Provided records:
• • • • •

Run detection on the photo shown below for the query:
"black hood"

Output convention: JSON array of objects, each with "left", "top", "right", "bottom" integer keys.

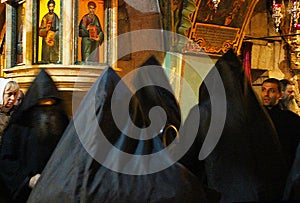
[
  {"left": 19, "top": 69, "right": 61, "bottom": 111},
  {"left": 0, "top": 69, "right": 69, "bottom": 202},
  {"left": 27, "top": 62, "right": 207, "bottom": 202},
  {"left": 180, "top": 49, "right": 289, "bottom": 202}
]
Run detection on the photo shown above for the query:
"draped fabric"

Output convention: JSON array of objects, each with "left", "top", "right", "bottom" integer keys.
[
  {"left": 180, "top": 49, "right": 289, "bottom": 202},
  {"left": 27, "top": 57, "right": 208, "bottom": 202},
  {"left": 284, "top": 142, "right": 300, "bottom": 200},
  {"left": 242, "top": 42, "right": 253, "bottom": 85},
  {"left": 0, "top": 69, "right": 69, "bottom": 202}
]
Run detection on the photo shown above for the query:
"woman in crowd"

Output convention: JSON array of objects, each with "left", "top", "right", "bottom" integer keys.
[
  {"left": 0, "top": 78, "right": 19, "bottom": 203},
  {"left": 0, "top": 79, "right": 19, "bottom": 142}
]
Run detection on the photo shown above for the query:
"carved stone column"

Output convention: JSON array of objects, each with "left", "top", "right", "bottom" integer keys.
[
  {"left": 62, "top": 0, "right": 73, "bottom": 65},
  {"left": 110, "top": 0, "right": 118, "bottom": 67},
  {"left": 24, "top": 0, "right": 32, "bottom": 65}
]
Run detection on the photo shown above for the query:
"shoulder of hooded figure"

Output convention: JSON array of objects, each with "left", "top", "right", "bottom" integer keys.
[
  {"left": 283, "top": 108, "right": 300, "bottom": 116},
  {"left": 281, "top": 109, "right": 300, "bottom": 125}
]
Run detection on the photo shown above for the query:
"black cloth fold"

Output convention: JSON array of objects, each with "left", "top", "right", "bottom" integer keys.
[
  {"left": 179, "top": 49, "right": 289, "bottom": 202},
  {"left": 284, "top": 141, "right": 300, "bottom": 200},
  {"left": 28, "top": 58, "right": 208, "bottom": 202}
]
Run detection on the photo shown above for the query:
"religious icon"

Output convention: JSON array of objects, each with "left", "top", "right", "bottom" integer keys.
[
  {"left": 78, "top": 0, "right": 104, "bottom": 63},
  {"left": 38, "top": 0, "right": 60, "bottom": 64}
]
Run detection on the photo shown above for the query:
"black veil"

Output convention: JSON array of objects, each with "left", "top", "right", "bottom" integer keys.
[
  {"left": 28, "top": 58, "right": 208, "bottom": 202},
  {"left": 179, "top": 49, "right": 288, "bottom": 202}
]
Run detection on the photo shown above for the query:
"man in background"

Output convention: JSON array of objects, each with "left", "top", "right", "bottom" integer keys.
[
  {"left": 280, "top": 79, "right": 300, "bottom": 116},
  {"left": 261, "top": 78, "right": 300, "bottom": 169}
]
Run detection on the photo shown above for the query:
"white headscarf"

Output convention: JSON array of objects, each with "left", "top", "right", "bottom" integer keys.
[{"left": 0, "top": 78, "right": 12, "bottom": 105}]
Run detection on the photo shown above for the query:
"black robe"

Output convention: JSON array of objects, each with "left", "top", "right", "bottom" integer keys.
[
  {"left": 0, "top": 69, "right": 69, "bottom": 202},
  {"left": 284, "top": 142, "right": 300, "bottom": 200},
  {"left": 27, "top": 58, "right": 208, "bottom": 202},
  {"left": 265, "top": 105, "right": 300, "bottom": 169},
  {"left": 179, "top": 49, "right": 289, "bottom": 202}
]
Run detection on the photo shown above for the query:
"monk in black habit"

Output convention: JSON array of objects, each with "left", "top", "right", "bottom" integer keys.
[
  {"left": 0, "top": 69, "right": 69, "bottom": 202},
  {"left": 179, "top": 49, "right": 289, "bottom": 202},
  {"left": 27, "top": 57, "right": 209, "bottom": 202}
]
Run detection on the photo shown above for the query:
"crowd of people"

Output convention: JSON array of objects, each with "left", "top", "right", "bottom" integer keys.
[
  {"left": 261, "top": 78, "right": 300, "bottom": 169},
  {"left": 0, "top": 65, "right": 300, "bottom": 201},
  {"left": 0, "top": 70, "right": 69, "bottom": 202}
]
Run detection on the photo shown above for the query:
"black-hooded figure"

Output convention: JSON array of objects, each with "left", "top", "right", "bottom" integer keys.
[
  {"left": 27, "top": 58, "right": 209, "bottom": 202},
  {"left": 0, "top": 69, "right": 69, "bottom": 202},
  {"left": 179, "top": 49, "right": 289, "bottom": 202}
]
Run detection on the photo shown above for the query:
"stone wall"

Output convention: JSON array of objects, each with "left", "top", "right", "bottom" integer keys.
[
  {"left": 247, "top": 3, "right": 300, "bottom": 84},
  {"left": 246, "top": 10, "right": 286, "bottom": 85},
  {"left": 246, "top": 2, "right": 300, "bottom": 104},
  {"left": 116, "top": 2, "right": 165, "bottom": 78}
]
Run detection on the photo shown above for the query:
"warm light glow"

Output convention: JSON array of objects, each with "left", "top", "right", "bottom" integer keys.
[{"left": 38, "top": 98, "right": 56, "bottom": 106}]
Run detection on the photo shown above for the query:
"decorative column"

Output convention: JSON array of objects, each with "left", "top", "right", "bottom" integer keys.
[
  {"left": 5, "top": 3, "right": 16, "bottom": 68},
  {"left": 109, "top": 0, "right": 118, "bottom": 68},
  {"left": 24, "top": 0, "right": 33, "bottom": 65},
  {"left": 62, "top": 0, "right": 73, "bottom": 65}
]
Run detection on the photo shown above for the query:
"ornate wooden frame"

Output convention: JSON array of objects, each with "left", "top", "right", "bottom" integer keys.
[{"left": 184, "top": 0, "right": 259, "bottom": 56}]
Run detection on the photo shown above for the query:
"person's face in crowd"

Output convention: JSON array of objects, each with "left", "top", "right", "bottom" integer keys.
[
  {"left": 15, "top": 90, "right": 24, "bottom": 106},
  {"left": 3, "top": 87, "right": 18, "bottom": 109},
  {"left": 282, "top": 84, "right": 295, "bottom": 101},
  {"left": 261, "top": 82, "right": 282, "bottom": 108},
  {"left": 48, "top": 3, "right": 55, "bottom": 14},
  {"left": 88, "top": 5, "right": 96, "bottom": 16}
]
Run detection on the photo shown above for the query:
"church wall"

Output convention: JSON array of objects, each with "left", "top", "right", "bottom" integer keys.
[
  {"left": 115, "top": 3, "right": 165, "bottom": 78},
  {"left": 246, "top": 2, "right": 300, "bottom": 101},
  {"left": 2, "top": 1, "right": 299, "bottom": 117}
]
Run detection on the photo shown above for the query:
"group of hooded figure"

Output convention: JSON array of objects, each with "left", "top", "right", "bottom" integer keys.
[{"left": 0, "top": 50, "right": 299, "bottom": 202}]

• • • • •

What you need to do: Give only the number of lines in the entries above that contain the string "black".

Task output: 6